Goal:
Shift the points in the data below by adding 127 to each coordinate. Then write out every line again, starting at the line containing "of the station" and ending with the last line of the data.

Named-object point data:

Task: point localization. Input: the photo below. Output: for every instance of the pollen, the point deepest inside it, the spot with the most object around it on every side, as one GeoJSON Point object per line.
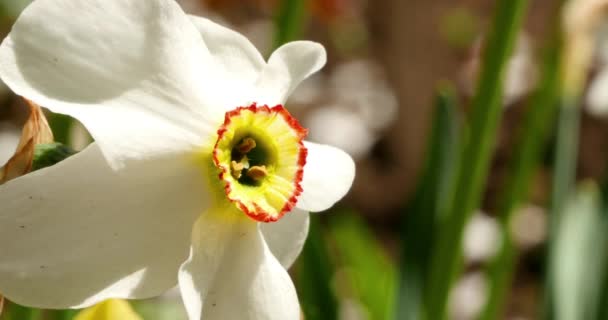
{"type": "Point", "coordinates": [260, 155]}
{"type": "Point", "coordinates": [257, 173]}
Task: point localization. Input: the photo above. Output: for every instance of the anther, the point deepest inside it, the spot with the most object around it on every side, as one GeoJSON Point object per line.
{"type": "Point", "coordinates": [237, 169]}
{"type": "Point", "coordinates": [257, 173]}
{"type": "Point", "coordinates": [246, 145]}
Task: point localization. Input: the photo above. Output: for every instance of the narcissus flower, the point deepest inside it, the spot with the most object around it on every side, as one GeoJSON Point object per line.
{"type": "Point", "coordinates": [198, 175]}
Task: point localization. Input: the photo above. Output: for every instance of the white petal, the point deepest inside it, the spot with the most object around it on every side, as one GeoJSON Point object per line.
{"type": "Point", "coordinates": [231, 273]}
{"type": "Point", "coordinates": [136, 73]}
{"type": "Point", "coordinates": [287, 67]}
{"type": "Point", "coordinates": [286, 237]}
{"type": "Point", "coordinates": [597, 97]}
{"type": "Point", "coordinates": [328, 174]}
{"type": "Point", "coordinates": [236, 55]}
{"type": "Point", "coordinates": [79, 232]}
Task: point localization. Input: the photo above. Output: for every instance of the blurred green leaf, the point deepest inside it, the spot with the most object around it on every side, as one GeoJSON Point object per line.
{"type": "Point", "coordinates": [60, 125]}
{"type": "Point", "coordinates": [538, 121]}
{"type": "Point", "coordinates": [16, 312]}
{"type": "Point", "coordinates": [48, 154]}
{"type": "Point", "coordinates": [367, 268]}
{"type": "Point", "coordinates": [314, 275]}
{"type": "Point", "coordinates": [564, 177]}
{"type": "Point", "coordinates": [12, 8]}
{"type": "Point", "coordinates": [289, 21]}
{"type": "Point", "coordinates": [473, 168]}
{"type": "Point", "coordinates": [580, 256]}
{"type": "Point", "coordinates": [423, 209]}
{"type": "Point", "coordinates": [67, 314]}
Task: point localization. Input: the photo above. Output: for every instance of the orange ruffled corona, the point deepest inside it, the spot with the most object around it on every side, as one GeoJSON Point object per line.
{"type": "Point", "coordinates": [260, 154]}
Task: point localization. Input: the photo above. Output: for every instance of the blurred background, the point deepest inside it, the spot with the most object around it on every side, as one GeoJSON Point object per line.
{"type": "Point", "coordinates": [390, 63]}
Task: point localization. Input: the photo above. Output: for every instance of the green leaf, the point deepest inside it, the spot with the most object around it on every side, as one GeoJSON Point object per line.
{"type": "Point", "coordinates": [537, 123]}
{"type": "Point", "coordinates": [289, 21]}
{"type": "Point", "coordinates": [48, 154]}
{"type": "Point", "coordinates": [314, 275]}
{"type": "Point", "coordinates": [370, 273]}
{"type": "Point", "coordinates": [580, 256]}
{"type": "Point", "coordinates": [16, 312]}
{"type": "Point", "coordinates": [473, 169]}
{"type": "Point", "coordinates": [423, 209]}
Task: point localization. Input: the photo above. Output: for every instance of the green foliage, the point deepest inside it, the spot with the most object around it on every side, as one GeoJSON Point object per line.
{"type": "Point", "coordinates": [472, 171]}
{"type": "Point", "coordinates": [289, 21]}
{"type": "Point", "coordinates": [368, 270]}
{"type": "Point", "coordinates": [580, 257]}
{"type": "Point", "coordinates": [315, 272]}
{"type": "Point", "coordinates": [536, 127]}
{"type": "Point", "coordinates": [48, 154]}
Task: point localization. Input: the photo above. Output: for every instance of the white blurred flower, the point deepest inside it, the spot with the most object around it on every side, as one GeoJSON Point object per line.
{"type": "Point", "coordinates": [188, 159]}
{"type": "Point", "coordinates": [362, 105]}
{"type": "Point", "coordinates": [529, 226]}
{"type": "Point", "coordinates": [468, 296]}
{"type": "Point", "coordinates": [341, 128]}
{"type": "Point", "coordinates": [481, 238]}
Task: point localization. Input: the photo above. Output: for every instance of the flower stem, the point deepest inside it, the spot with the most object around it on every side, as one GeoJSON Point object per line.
{"type": "Point", "coordinates": [421, 211]}
{"type": "Point", "coordinates": [314, 275]}
{"type": "Point", "coordinates": [289, 21]}
{"type": "Point", "coordinates": [17, 312]}
{"type": "Point", "coordinates": [537, 123]}
{"type": "Point", "coordinates": [473, 169]}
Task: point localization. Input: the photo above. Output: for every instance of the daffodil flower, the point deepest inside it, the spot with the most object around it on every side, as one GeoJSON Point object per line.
{"type": "Point", "coordinates": [198, 176]}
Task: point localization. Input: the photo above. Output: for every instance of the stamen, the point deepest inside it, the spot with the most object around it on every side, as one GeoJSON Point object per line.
{"type": "Point", "coordinates": [246, 145]}
{"type": "Point", "coordinates": [257, 173]}
{"type": "Point", "coordinates": [236, 169]}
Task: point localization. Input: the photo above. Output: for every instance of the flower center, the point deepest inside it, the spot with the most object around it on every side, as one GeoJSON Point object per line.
{"type": "Point", "coordinates": [260, 155]}
{"type": "Point", "coordinates": [248, 164]}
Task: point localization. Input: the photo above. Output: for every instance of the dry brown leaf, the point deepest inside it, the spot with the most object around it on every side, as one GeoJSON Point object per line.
{"type": "Point", "coordinates": [35, 131]}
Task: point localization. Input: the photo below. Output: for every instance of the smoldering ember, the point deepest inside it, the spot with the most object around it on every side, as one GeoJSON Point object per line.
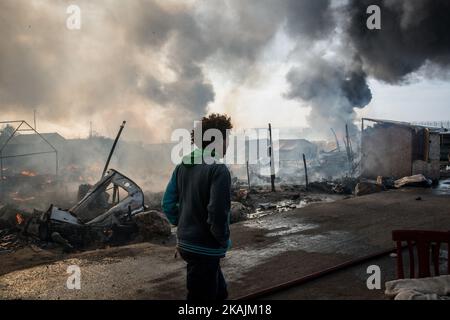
{"type": "Point", "coordinates": [337, 165]}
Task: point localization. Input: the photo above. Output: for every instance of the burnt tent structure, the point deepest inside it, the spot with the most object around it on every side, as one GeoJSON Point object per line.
{"type": "Point", "coordinates": [399, 149]}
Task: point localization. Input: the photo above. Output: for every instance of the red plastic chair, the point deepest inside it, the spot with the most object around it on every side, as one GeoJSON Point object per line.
{"type": "Point", "coordinates": [426, 242]}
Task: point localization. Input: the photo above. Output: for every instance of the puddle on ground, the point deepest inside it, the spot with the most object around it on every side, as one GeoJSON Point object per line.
{"type": "Point", "coordinates": [289, 231]}
{"type": "Point", "coordinates": [269, 208]}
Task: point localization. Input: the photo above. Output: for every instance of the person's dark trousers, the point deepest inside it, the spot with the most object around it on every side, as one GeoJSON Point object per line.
{"type": "Point", "coordinates": [205, 281]}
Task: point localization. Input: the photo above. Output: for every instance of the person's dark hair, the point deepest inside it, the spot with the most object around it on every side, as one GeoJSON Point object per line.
{"type": "Point", "coordinates": [217, 121]}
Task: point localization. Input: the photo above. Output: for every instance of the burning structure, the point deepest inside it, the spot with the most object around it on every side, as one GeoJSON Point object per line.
{"type": "Point", "coordinates": [399, 149]}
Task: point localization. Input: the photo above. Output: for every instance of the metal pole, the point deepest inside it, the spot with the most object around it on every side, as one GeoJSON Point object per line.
{"type": "Point", "coordinates": [272, 165]}
{"type": "Point", "coordinates": [112, 149]}
{"type": "Point", "coordinates": [306, 171]}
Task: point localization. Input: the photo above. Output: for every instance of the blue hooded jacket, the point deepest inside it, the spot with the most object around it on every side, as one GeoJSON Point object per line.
{"type": "Point", "coordinates": [197, 200]}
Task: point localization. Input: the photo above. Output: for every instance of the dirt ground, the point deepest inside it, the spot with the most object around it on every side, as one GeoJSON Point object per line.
{"type": "Point", "coordinates": [265, 252]}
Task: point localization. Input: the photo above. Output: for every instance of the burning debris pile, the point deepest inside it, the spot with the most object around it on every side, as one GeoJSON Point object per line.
{"type": "Point", "coordinates": [110, 212]}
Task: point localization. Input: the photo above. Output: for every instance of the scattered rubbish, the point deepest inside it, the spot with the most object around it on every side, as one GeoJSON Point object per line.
{"type": "Point", "coordinates": [111, 212]}
{"type": "Point", "coordinates": [365, 188]}
{"type": "Point", "coordinates": [418, 180]}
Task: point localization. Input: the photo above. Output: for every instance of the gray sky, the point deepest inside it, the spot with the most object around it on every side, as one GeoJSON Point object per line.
{"type": "Point", "coordinates": [160, 65]}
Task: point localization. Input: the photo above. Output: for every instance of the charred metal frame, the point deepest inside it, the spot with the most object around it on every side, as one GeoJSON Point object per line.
{"type": "Point", "coordinates": [24, 126]}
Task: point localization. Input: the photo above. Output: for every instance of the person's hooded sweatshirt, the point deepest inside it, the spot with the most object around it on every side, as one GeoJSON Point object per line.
{"type": "Point", "coordinates": [197, 200]}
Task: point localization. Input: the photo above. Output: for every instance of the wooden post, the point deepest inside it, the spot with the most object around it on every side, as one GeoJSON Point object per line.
{"type": "Point", "coordinates": [248, 178]}
{"type": "Point", "coordinates": [306, 171]}
{"type": "Point", "coordinates": [272, 165]}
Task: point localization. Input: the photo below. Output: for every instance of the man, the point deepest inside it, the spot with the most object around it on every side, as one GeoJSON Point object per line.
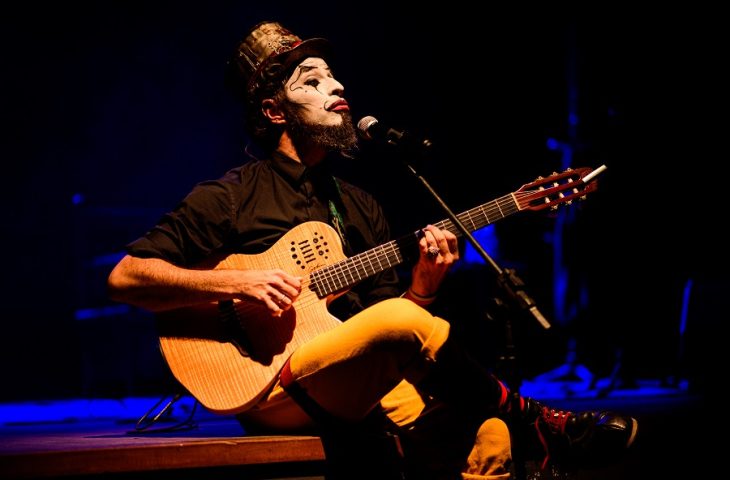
{"type": "Point", "coordinates": [389, 358]}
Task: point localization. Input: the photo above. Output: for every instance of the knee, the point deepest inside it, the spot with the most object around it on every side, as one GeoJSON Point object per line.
{"type": "Point", "coordinates": [400, 314]}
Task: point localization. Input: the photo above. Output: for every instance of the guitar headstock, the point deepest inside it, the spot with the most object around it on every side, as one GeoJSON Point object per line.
{"type": "Point", "coordinates": [558, 188]}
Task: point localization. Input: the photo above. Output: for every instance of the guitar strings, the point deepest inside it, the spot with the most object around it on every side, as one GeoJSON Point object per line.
{"type": "Point", "coordinates": [334, 278]}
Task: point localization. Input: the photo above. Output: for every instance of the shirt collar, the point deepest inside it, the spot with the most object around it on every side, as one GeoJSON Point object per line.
{"type": "Point", "coordinates": [296, 172]}
{"type": "Point", "coordinates": [288, 168]}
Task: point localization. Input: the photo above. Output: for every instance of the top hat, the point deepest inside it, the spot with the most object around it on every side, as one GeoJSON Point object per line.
{"type": "Point", "coordinates": [265, 43]}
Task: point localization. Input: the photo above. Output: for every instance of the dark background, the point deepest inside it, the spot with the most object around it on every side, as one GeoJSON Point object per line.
{"type": "Point", "coordinates": [113, 110]}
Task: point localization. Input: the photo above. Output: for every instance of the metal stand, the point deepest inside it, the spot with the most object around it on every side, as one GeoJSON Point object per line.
{"type": "Point", "coordinates": [513, 297]}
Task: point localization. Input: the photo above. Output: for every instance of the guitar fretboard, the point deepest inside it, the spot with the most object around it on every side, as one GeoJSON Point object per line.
{"type": "Point", "coordinates": [346, 273]}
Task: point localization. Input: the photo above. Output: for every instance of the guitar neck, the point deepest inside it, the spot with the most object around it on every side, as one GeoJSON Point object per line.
{"type": "Point", "coordinates": [346, 273]}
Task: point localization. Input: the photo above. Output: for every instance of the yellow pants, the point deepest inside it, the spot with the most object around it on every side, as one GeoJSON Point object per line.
{"type": "Point", "coordinates": [373, 361]}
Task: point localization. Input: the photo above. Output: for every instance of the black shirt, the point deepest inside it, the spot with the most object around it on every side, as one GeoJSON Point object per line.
{"type": "Point", "coordinates": [250, 207]}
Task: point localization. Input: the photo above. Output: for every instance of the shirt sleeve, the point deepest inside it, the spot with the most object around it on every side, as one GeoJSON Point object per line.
{"type": "Point", "coordinates": [195, 228]}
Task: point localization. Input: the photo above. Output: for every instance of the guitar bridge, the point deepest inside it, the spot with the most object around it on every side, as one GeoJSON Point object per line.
{"type": "Point", "coordinates": [232, 328]}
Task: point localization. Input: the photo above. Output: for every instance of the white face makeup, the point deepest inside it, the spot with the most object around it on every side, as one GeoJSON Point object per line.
{"type": "Point", "coordinates": [313, 88]}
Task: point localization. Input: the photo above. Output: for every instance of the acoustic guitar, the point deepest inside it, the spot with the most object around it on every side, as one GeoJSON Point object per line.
{"type": "Point", "coordinates": [226, 354]}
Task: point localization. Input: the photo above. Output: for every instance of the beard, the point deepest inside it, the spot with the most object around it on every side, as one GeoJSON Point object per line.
{"type": "Point", "coordinates": [333, 138]}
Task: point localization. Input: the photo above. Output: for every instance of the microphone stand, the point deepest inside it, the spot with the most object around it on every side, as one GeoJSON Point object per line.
{"type": "Point", "coordinates": [514, 296]}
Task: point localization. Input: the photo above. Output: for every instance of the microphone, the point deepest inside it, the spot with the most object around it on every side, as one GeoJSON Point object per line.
{"type": "Point", "coordinates": [370, 129]}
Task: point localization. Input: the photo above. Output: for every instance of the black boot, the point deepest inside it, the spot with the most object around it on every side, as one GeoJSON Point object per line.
{"type": "Point", "coordinates": [584, 439]}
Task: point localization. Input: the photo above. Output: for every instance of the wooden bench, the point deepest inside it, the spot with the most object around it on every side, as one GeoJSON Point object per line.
{"type": "Point", "coordinates": [76, 448]}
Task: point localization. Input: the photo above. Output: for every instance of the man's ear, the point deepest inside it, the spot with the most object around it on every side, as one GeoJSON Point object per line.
{"type": "Point", "coordinates": [272, 111]}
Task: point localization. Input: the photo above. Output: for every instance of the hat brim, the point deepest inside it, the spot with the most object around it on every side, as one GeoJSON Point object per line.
{"type": "Point", "coordinates": [313, 47]}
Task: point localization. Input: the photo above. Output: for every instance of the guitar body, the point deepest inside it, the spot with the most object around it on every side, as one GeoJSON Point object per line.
{"type": "Point", "coordinates": [229, 364]}
{"type": "Point", "coordinates": [227, 354]}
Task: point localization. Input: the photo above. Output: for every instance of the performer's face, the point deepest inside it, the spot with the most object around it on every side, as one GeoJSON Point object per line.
{"type": "Point", "coordinates": [316, 93]}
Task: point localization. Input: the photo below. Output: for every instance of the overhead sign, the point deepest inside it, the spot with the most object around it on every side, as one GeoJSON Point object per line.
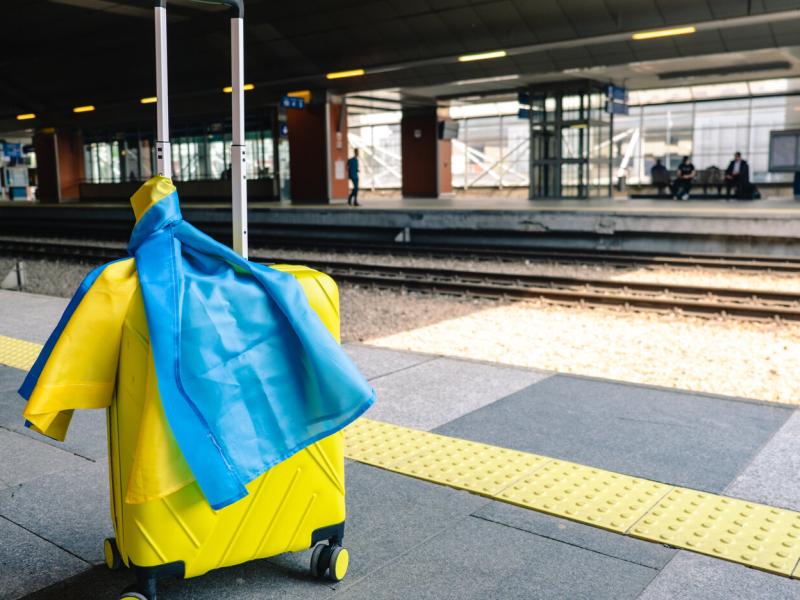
{"type": "Point", "coordinates": [293, 102]}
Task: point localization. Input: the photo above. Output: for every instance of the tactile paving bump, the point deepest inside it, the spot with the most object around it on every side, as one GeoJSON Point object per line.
{"type": "Point", "coordinates": [18, 353]}
{"type": "Point", "coordinates": [471, 466]}
{"type": "Point", "coordinates": [462, 464]}
{"type": "Point", "coordinates": [380, 444]}
{"type": "Point", "coordinates": [752, 534]}
{"type": "Point", "coordinates": [593, 496]}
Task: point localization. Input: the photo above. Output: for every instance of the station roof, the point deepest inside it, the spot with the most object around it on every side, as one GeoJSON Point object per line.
{"type": "Point", "coordinates": [66, 53]}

Exercise solution:
Task: point localization. Input: the photo above. Output: for every instance of the station roof, the point deepest inside it, the spot with the most object around it on every side, as one GeoJSON Point object per line.
{"type": "Point", "coordinates": [193, 180]}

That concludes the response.